§ **VORLIEGENDER AUSZUG**

──────────

Leserbrief zu: Peter Münch Interview „Meinetwegen Israel-Palästina“ - mit dem israelischen Autor Nir Baram und der palästinensischen Menschenrechtlerin Nivine Sandouka "über Frieden im Nahen Osten nach dem Ende der Zweistaatenlösung“, SZ vom 17.09.2020, Seite 11

 Leserbrief zu: Peter Münch Interview „Meinetwegen Israel-Palästina“ - mit dem israelischen Autor Nir Baram und der palästinensischen Menschenrechtlerin Nivine Sandouka "über Frieden im Nahen Osten nach dem Ende der Zweistaatenlösung“, SZ vom 17.09.2020, Seite 11 


Sehr geehrte Redaktion Leserbriefe, 

Dank an die SZ, für die erhellenden Beiträge des israelischen Philosophen Omri Boehm und Peter Münchs Interview „Meinetwegen Israel-Palästina“. Sie konstatieren das Ende der Zweistaatenlösung und erörtern die Alternative eines gemeinsamen jüdisch-palästinensischen Staates. Im Interview argumentiert der israelische Autor Nir Baram, Israel könnte durch sein multikulturelles Zusammenleben von Juden unterschiedlichster Herkunft ebenso offen sein für Palästinenser. Die palästinensische Menschenrechtlerin Nivine Sandouka bekräftigt, in Jerusalem gäbe es viele Gemeinsamkeiten zwischen frommen Palästinensern und strenggläubigen Juden. Peter Münchs Frage nach einer gemeinsamen Armee verneinen beide. Wobei Sandoukas Begründung, „dass Palästinenser niemals gegen andere arabische Nationen kämpfen können“ irritiert. Gibt es unter arabischen Brüdern nicht reichlich Verrat und Blutvergiessen? Und geniessen Palästinenser nicht in Israel, trotz aller gesetzlichen Diskriminierung, mehr Freiheit und Möglichkeiten als in jedem arabischen Land? Eine gemeinsame israelisch-palästinensische Armee könnte Palästinensern auf ihrem Weg zur Gleichberechtigung helfen - so wie früher den Schwarzen in USA oder Südafrika.

──────────

§ **GEGEBENE DATEN**

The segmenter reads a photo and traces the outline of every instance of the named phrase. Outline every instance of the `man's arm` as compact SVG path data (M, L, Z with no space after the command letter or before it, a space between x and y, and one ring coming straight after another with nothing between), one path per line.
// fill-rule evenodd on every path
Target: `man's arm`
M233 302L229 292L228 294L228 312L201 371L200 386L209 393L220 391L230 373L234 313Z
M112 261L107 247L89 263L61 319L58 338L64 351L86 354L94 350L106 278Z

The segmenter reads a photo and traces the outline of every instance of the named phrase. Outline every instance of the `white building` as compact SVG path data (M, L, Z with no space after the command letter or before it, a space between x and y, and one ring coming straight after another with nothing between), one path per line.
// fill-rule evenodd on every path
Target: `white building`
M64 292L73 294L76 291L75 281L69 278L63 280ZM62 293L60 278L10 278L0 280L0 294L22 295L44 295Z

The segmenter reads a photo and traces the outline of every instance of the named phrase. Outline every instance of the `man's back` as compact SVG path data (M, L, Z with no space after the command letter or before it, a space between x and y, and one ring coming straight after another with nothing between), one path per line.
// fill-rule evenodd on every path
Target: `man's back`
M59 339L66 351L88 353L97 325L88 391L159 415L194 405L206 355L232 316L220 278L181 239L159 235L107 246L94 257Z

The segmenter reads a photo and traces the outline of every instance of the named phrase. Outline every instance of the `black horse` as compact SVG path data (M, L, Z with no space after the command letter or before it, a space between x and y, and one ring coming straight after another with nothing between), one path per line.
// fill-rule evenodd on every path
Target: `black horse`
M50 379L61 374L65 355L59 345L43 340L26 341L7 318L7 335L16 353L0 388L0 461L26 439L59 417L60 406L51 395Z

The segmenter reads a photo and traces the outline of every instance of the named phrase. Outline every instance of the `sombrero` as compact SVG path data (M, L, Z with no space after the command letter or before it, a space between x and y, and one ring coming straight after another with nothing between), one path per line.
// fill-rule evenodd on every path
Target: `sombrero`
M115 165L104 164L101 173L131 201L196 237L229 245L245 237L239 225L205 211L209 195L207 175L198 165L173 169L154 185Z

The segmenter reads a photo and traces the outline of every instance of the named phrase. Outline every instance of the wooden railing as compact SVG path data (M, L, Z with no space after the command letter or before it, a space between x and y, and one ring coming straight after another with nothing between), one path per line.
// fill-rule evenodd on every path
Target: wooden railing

──────────

§ **AUFGABE 1**
Mit welcher Begründung lehnt Nivine Sandouka laut dem Leserbrief eine gemeinsame Armee ab?
§ **AUFGABE 2**
Schreib aus den Einträgen den Abschnitt ab, der mit der Zeile beginnt, die „of the wooden“ enthält, und bis einschließlich zum Ende der Einträge reicht.
Der Leserbrief und die Einträge haben nichts miteinander zu tun.

§ **RICHTIGE ANTWORT 1**
Palästinenser könnten niemals gegen andere arabische Nationen kämpfen.

§ **RICHTIGE ANTWORT 2**
The segmenter reads a photo and traces the outline of every instance of the named phrase. Outline every instance of the wooden railing as compact SVG path data (M, L, Z with no space after the command letter or before it, a space between x and y, and one ring coming straight after another with nothing between), one path per line.
// fill-rule evenodd on every path
Target: wooden railing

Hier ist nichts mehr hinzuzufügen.